§ What to work on:
Quote the full listing word for word.

§ Data provided:
- Opening Delimiter -

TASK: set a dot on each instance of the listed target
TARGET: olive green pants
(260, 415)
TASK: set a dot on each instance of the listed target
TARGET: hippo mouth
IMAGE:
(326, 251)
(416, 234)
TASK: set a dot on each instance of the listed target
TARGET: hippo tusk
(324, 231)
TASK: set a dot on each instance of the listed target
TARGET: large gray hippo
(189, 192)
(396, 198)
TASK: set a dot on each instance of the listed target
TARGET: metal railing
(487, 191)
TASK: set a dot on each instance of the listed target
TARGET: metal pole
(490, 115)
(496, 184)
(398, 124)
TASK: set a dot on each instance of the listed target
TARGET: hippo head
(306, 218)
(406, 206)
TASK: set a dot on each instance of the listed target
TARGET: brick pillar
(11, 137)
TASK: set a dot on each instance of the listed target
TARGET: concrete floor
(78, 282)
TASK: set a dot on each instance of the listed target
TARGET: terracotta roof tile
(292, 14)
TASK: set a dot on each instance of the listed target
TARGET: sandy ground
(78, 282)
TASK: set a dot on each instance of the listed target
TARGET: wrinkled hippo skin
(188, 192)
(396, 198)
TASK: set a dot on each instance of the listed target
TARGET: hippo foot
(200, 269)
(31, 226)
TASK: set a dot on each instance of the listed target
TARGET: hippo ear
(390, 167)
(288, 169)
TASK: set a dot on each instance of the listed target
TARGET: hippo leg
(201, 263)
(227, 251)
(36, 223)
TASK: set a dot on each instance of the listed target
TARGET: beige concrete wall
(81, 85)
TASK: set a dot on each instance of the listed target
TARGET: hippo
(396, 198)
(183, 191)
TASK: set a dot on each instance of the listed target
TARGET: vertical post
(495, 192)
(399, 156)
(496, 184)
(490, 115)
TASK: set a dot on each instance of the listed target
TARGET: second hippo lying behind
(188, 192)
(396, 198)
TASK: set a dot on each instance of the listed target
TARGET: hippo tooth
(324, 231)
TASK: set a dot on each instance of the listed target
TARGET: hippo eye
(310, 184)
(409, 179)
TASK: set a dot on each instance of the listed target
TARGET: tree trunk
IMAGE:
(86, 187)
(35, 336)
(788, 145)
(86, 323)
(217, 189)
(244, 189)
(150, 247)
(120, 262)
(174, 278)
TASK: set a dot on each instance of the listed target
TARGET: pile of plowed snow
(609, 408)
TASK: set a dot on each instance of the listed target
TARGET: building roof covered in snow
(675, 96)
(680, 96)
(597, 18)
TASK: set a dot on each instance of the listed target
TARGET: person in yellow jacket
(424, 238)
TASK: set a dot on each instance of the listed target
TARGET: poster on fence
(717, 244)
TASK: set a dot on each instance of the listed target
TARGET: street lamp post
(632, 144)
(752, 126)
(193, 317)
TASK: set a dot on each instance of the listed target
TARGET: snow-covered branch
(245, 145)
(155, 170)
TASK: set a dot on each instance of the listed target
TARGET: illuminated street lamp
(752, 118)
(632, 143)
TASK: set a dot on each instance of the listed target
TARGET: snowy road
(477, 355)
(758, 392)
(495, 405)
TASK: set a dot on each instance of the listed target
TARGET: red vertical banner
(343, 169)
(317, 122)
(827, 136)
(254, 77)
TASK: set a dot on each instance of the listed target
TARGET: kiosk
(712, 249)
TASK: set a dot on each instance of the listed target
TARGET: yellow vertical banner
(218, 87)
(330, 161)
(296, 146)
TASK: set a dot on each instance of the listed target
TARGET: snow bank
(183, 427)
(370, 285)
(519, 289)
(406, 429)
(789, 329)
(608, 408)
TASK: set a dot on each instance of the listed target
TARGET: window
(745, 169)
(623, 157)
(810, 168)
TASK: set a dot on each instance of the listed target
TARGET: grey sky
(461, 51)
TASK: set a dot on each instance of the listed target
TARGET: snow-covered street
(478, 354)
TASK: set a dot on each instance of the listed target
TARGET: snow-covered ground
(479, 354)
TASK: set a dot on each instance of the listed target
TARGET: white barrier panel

- Closing Delimiter -

§ Exercise solution:
TASK: set a dot on each instance of the listed target
TARGET: olive green pants
(260, 415)
TASK: set a dot on each instance of the listed target
TARGET: hippo mouth
IMAGE:
(326, 251)
(416, 234)
TASK: set a dot on each instance of the listed target
TARGET: hippo tusk
(324, 231)
TASK: set a dot on each instance of the listed target
TARGET: large gray hippo
(189, 192)
(396, 198)
TASK: set a dot on each instance of the listed target
TARGET: metal railing
(487, 191)
TASK: set a dot on each instance of the listed target
TARGET: metal pole
(490, 115)
(496, 184)
(398, 124)
TASK: set a dot on each instance of the listed target
TARGET: hippo head
(306, 218)
(406, 206)
TASK: set a dot on each instance of the listed target
TARGET: brick pillar
(11, 137)
TASK: set a dot on each instance of the listed target
TARGET: concrete floor
(78, 282)
TASK: set a dot on each instance of the listed target
TARGET: terracotta roof tile
(292, 14)
TASK: set a dot on each instance of the listed target
TARGET: sandy ground
(78, 282)
TASK: set a dot on each instance of the listed target
TARGET: wrinkled hippo skin
(188, 192)
(396, 198)
TASK: set a dot on each instance of the listed target
TARGET: hippo foot
(200, 269)
(31, 226)
TASK: set a dot on each instance of the listed target
TARGET: hippo ear
(390, 167)
(288, 169)
TASK: set a dot on each instance of the listed target
TARGET: hippo leg
(201, 263)
(227, 251)
(36, 223)
TASK: set a dot on each instance of the listed target
TARGET: beige concrete wall
(81, 85)
TASK: set a dot on each instance of the listed target
TARGET: hippo
(396, 198)
(183, 191)
TASK: set a dot on each instance of the listed target
TARGET: vertical post
(495, 192)
(399, 156)
(496, 184)
(490, 115)
TASK: set a dot on each instance of the listed target
TARGET: second hippo lying behind
(188, 192)
(396, 198)
TASK: set a dot on each instance of the listed target
TARGET: hippo tooth
(324, 231)
TASK: set a dot on each instance of the listed target
TARGET: hippo eye
(310, 184)
(409, 179)
TASK: set a dot on each instance of the listed target
TARGET: tree trunk
IMAGE:
(86, 187)
(35, 336)
(788, 145)
(86, 323)
(217, 189)
(244, 189)
(150, 247)
(120, 262)
(174, 278)
TASK: set a dot on each instance of the listed target
TARGET: pile of plowed snow
(609, 408)
TASK: set a dot on each instance of the listed target
TARGET: building roof covered in snow
(675, 96)
(680, 96)
(597, 18)
TASK: set a dot on each instance of the listed target
TARGET: person in yellow jacket
(424, 238)
TASK: set a dot on each instance of the listed target
TARGET: poster on fence
(717, 244)
TASK: set a dot on each instance of the listed target
TARGET: street lamp post
(632, 144)
(752, 126)
(193, 317)
TASK: set a dot on each instance of the listed target
TARGET: snow-covered branch
(245, 145)
(155, 170)
TASK: set a dot on each instance of the listed target
TARGET: illuminated street lamp
(752, 118)
(632, 143)
TASK: set a dot on each instance of the listed target
TARGET: snowy road
(477, 355)
(758, 392)
(495, 405)
TASK: set a dot on each instance of the listed target
TARGET: red vertical banner
(343, 169)
(317, 122)
(827, 136)
(254, 77)
TASK: set a dot on each instance of the listed target
TARGET: kiosk
(712, 249)
TASK: set a dot on each instance of the listed target
TARGET: yellow vertical banner
(218, 87)
(330, 161)
(296, 146)
TASK: set a dot on each instance of the listed target
TARGET: snow bank
(183, 427)
(370, 285)
(519, 289)
(406, 429)
(789, 329)
(608, 408)
TASK: set a dot on each instance of the listed target
TARGET: window
(745, 169)
(623, 157)
(810, 168)
TASK: set a dot on each instance of the listed target
TARGET: grey sky
(461, 51)
TASK: set a dot on each instance of the listed target
TARGET: snow-covered street
(478, 354)
TASK: set a dot on each instance of the listed target
TARGET: snow-covered ground
(479, 354)
TASK: set a dot on each instance of the listed target
TARGET: white barrier panel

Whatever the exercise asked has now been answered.